* _CONSIGNES_
**1)** Relevez toutes les personnes désignées par leur nom dans le texte sur Le Milliardaire.
**2)** Extrayez du texte sur Le Milliardaire tout ce qui va de "Dans une célébration" jusqu'à "Let’s make love.".

* _TEXTE À LIRE_
↓

Ciné + programme ce qui est devenu un film rare : Le Milliardaire, célèbre pour la rencontre à la ville comme à l’écran entre Marilyn Monroe et Yves Montand. L’occasion de redécouvrir cette comédie volontairement crépusculaire d’un maître de la musique et de l’amour, George Cukor.

Générique espiègle en voix-off sur des gravures de France, Cukor la joue délibérément old school avec cette comédie de la maturité. Let’s make love (le titre original est tout un programme, surtout pour une œuvre tardive !), c’est l’antichambre de ses films de spectacle antérieurs : tout restera dans les coulisses de Broadway, y compris les sublimes numéros de Marilyn sur Cole Porter : des scènes de répétition, pour lesquelles le riche « milliardaire » français va se retrouver engagé comme un saltimbanque, alors que c’est lui qui finance le spectacle… Ce Bernard Arnault avant l’heure, autant amateur de peinture que de spectacles, va au théâtre en Rolls, avant de tomber sous le charme (dans la vie comme dans le film, c’est l’effet Cukor!), de celle dont le cœur « est à papah ! »… On découvre d’abord les jambes de Marilyn en pole dance. Les chansons de Cole Porter sont les plus belles du répertoire de l’actrice (Me heart belongs to daddy), et le show se veut une revue satirique qui se moque de l’argent comme des célébrités.

Marilyn singing Cole Porter, My heart belongs to daddy.

Dans une célébration du spectacle sous toutes ses formes comme l’a toujours fait Cukor, Montand se livre à un sketch d’autodérision impayable, avec en guest-stars Bing Crosby et Gene Kelly qui viennent aussi rire d’eux-mêmes… Répéter ensemble est l’occasion d’être vrai hors des apparences sociales – un des grands thèmes du réalisateur d’Une étoile est née – que ce soit pour le riche dans sa cage dorée ou la jeune chanteuse en pleine émancipation : « Vous rendez les gens pleins de doute », lui dira Marilyn. Le retour à la réalité se fera sous le sceau de l’amour, mais Let’s Make love n’aura jamais montré que les coulisses de la création et l’émotion naissante d’un spectacle, comme lorsque Montand rêve les yeux fermés en l’écoutant répéter sur scène ses « special lies ».

Yves Montand et Marilyn Monroe en pleine élévation dans Let’s make love.

↑

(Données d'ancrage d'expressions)
↓

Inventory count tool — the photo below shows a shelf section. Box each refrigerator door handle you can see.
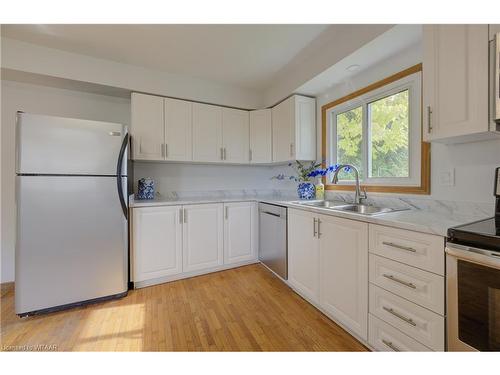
[116,133,129,219]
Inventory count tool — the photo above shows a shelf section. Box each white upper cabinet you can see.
[272,97,295,162]
[272,95,316,162]
[250,109,273,164]
[224,202,259,264]
[292,95,316,160]
[222,108,249,163]
[423,25,491,143]
[164,98,193,161]
[193,103,224,162]
[130,93,316,164]
[318,215,368,341]
[132,206,182,282]
[182,203,224,272]
[130,92,165,160]
[488,25,500,40]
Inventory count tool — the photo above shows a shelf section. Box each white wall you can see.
[265,24,394,106]
[317,44,500,207]
[1,38,263,109]
[134,162,294,195]
[0,81,130,282]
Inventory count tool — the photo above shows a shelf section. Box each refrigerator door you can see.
[16,112,127,175]
[15,176,128,314]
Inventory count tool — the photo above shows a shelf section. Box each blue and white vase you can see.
[297,182,316,199]
[137,177,155,199]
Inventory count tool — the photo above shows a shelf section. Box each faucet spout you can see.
[331,164,367,204]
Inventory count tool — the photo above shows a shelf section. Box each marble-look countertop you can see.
[129,195,488,237]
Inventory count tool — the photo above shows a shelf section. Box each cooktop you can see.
[447,217,500,252]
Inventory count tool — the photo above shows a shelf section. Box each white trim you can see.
[326,72,422,186]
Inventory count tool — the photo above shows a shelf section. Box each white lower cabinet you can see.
[288,209,368,341]
[182,203,224,272]
[370,285,444,351]
[368,314,431,352]
[318,215,368,340]
[368,224,445,351]
[132,206,182,282]
[224,202,259,264]
[288,209,319,303]
[131,201,259,288]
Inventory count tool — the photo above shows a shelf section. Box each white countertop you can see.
[130,195,486,237]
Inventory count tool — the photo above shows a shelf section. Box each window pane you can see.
[368,90,410,177]
[337,107,363,180]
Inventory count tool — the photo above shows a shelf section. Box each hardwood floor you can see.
[0,264,367,351]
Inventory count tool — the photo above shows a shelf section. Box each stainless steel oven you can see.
[446,243,500,351]
[490,33,500,123]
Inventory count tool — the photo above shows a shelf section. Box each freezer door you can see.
[15,176,128,314]
[17,113,126,175]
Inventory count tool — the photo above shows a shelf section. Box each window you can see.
[322,65,429,194]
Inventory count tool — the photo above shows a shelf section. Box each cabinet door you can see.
[488,24,500,40]
[132,206,182,282]
[318,215,368,340]
[130,92,164,160]
[222,108,249,163]
[193,103,223,161]
[250,109,273,163]
[423,25,488,140]
[224,202,258,264]
[292,95,316,160]
[182,204,223,272]
[272,97,295,162]
[164,98,193,161]
[288,209,319,303]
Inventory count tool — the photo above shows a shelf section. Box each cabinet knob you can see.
[427,105,432,133]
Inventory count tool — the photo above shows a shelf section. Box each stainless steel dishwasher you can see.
[259,203,288,280]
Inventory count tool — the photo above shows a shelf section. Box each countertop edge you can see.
[130,197,464,237]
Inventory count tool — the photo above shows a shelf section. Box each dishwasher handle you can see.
[260,211,281,217]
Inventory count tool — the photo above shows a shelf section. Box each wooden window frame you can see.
[321,64,431,195]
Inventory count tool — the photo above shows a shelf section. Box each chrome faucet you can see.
[331,164,367,204]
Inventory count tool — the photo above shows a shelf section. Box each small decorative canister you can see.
[137,177,155,199]
[315,177,325,199]
[297,182,315,199]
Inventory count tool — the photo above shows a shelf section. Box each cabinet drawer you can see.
[369,284,444,351]
[369,224,444,275]
[368,314,431,352]
[370,254,444,315]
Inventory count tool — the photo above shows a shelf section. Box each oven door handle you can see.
[445,243,500,270]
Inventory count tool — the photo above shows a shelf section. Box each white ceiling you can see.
[1,25,334,90]
[297,25,422,95]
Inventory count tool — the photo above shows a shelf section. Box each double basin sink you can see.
[292,200,401,216]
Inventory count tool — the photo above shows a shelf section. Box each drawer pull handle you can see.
[382,306,417,327]
[382,339,400,352]
[382,241,417,253]
[382,273,417,289]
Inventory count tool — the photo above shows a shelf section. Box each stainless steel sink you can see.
[292,200,401,215]
[335,204,396,215]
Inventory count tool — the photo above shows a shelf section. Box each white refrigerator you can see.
[15,112,129,316]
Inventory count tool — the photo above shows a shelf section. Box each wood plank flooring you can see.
[0,264,367,351]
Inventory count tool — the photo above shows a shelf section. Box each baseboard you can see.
[134,259,259,289]
[0,281,14,294]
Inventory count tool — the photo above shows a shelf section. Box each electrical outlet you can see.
[439,168,455,186]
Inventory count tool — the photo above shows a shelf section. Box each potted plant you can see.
[272,160,337,199]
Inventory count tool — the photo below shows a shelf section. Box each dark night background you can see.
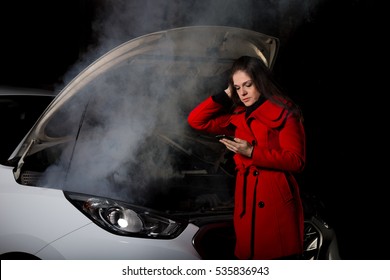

↑

* _RÉPONSES AUX CONSIGNES_
**1)** Marilyn Monroe, Yves Montand, George Cukor, Cole Porter, Bernard Arnault, Bing Crosby, Gene Kelly

**2)**
Dans une célébration du spectacle sous toutes ses formes comme l’a toujours fait Cukor, Montand se livre à un sketch d’autodérision impayable, avec en guest-stars Bing Crosby et Gene Kelly qui viennent aussi rire d’eux-mêmes… Répéter ensemble est l’occasion d’être vrai hors des apparences sociales – un des grands thèmes du réalisateur d’Une étoile est née – que ce soit pour le riche dans sa cage dorée ou la jeune chanteuse en pleine émancipation : « Vous rendez les gens pleins de doute », lui dira Marilyn. Le retour à la réalité se fera sous le sceau de l’amour, mais Let’s Make love n’aura jamais montré que les coulisses de la création et l’émotion naissante d’un spectacle, comme lorsque Montand rêve les yeux fermés en l’écoutant répéter sur scène ses « special lies ».

Yves Montand et Marilyn Monroe en pleine élévation dans Let’s make love.